*** Passage ***
Living with Bipolar Disorder means conducting a life that just doesn’t make sense. Unfortunately, it’s our life and we have to live it.

So, I woke up this morning feeling okay. Well, I had a cold and a lot of work that needed to be done around the house, but I felt pretty good. I took the kids to school, made coffee and sat down to eat breakfast. I accidentally knocked my coffee into the floor wasting that deep rich goodness. Living with bipolar disorder meant having a unique outlook on spilled coffee, as you will see.

Yeah, seems like nothing, I know. But to me, knocking that cup of coffee onto the floor didn’t just mean “Oops, I spilled my drink”, it really meant,

“Now, I had to clean up the coffee and then my food would get cold. When I warm my food again, it would mean I had to also make another cup of coffee. Who needs coffee anyway, right, so I can bypass the coffee and maybe pour a soda. But what if the ice isn’t frozen, then the whole idea of soda is bust. Back to coffee… I do want coffee, right? Maybe I should have orange juice instead. That’s better for my health and after all, I do have a cold. I need water, I just remembered how dehydrated I was yesterday.”

I was manic, to begin with, striving to get loads of work completed. By the time I spilled my coffee, I was at the end spectrum, diving into irritability and down the regret shoot to depression. Don’t understand? Keep reading.

What happened here?

I will tell you what happened, living with Bipolar Disorder means Mania. This is the mind of Bipolar Disorder, plain and simple. There is no set of rules, there is no clean cut details and indicators. Bipolar Disorder is like a soup of all mental illnesses.

The mind of bipolar is full, confused and guilt-ridden, not to mention alert when not trying to shut down. Maybe this post will help you understand the disorder, and then maybe it will make you want to run in the other direction. One thing is for certain, it will tell the truth. Sometimes, the truth is ugly.

Living with Bipolar Disorder means OCD

I tried to leave, I did. I had only about 15 minutes to make it to my destination and I was running late. But…I had to make sure the stove was off, so I ran back inside the house and checked. It was off and so I turned around heading down the back steps.

At the bottom, I stopped and wondered if the stove was off. I told myself, “yes”, I just checked. But it was on, I just knew it. So I raced back up the steps and into the kitchen. I checked – one, two, three, and four indicators – plus the stove indicator was off as well. I turned to leave, almost to the door and then asked myself…

“Is the stove off?”

I guess this is silly to you, maybe not. I guess then it all depends on how often you deal with this sort of thing, either with yourself or with others. This, plus cleaning till your hands are red, color-coordinating cereal and numbering socks-we do it too, the bipolar patient actually feels anal and paranoid.
***
- _Instructions for the task_:
Continue the essay above on living with bipolar disorder, starting right after its last sentence.
*** Information supplied ***
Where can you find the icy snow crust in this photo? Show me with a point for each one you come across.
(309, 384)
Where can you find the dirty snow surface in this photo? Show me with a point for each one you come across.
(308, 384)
***
- _Exercise answer_:
Living with Bipolar Disorder means Anxiety

He wasn’t home yet, and I knew he said he would be right back. I talked to him earlier, seemed like a normal conversation – he asked me if I needed anything from the store and I said no… but he wasn’t home yet. Maybe he was in an accident, maybe he decided to skip town or maybe he was angry. Did I say something to make him angry? Surely, I did. That was it. My heart was racing and I could barely breathe because I knew I had gone to far and made him angry.

I put on my shoes, wrote a note and left, tripping down the steps in an anxious hurry. I drove around town crying because I knew if I looked long enough I would find him, apologize for something I didn’t even remember doing and then he would come home. I hate this, and I hate when I screw up.

He came home, wondered where I was and went to bed. I rushed back eventually, waking him and questioning him about where he had been. He said he got held up in traffic because of an accident. He wasn’t angry and he wasn’t hurt. It took a while but I finally calmed down. Yeah, I really did that… but there’s more.

Bipolar Disorder is Depression

I woke up but I don’t know if I was really awake. Outside my window, the sun was shining bright and the birds were singing, but in my head, it was dark. For some reason, my brain could not communicate with my eyes and coordinate. Everything around my room was gray and so was the inside of my mouth and my mind. I was dehydrated and felt helpless. In a moment, I understood completely.

I was supposed to die today, I needed to and I wanted to. I lay there and worked out all the details of how it should be done. I passed up several options and settled on the way I would do it. Then there was a knock at the door and I listened carefully. After a few more knocks, whoever it was left and I breathed a sigh of relief. Now, what was I thinking?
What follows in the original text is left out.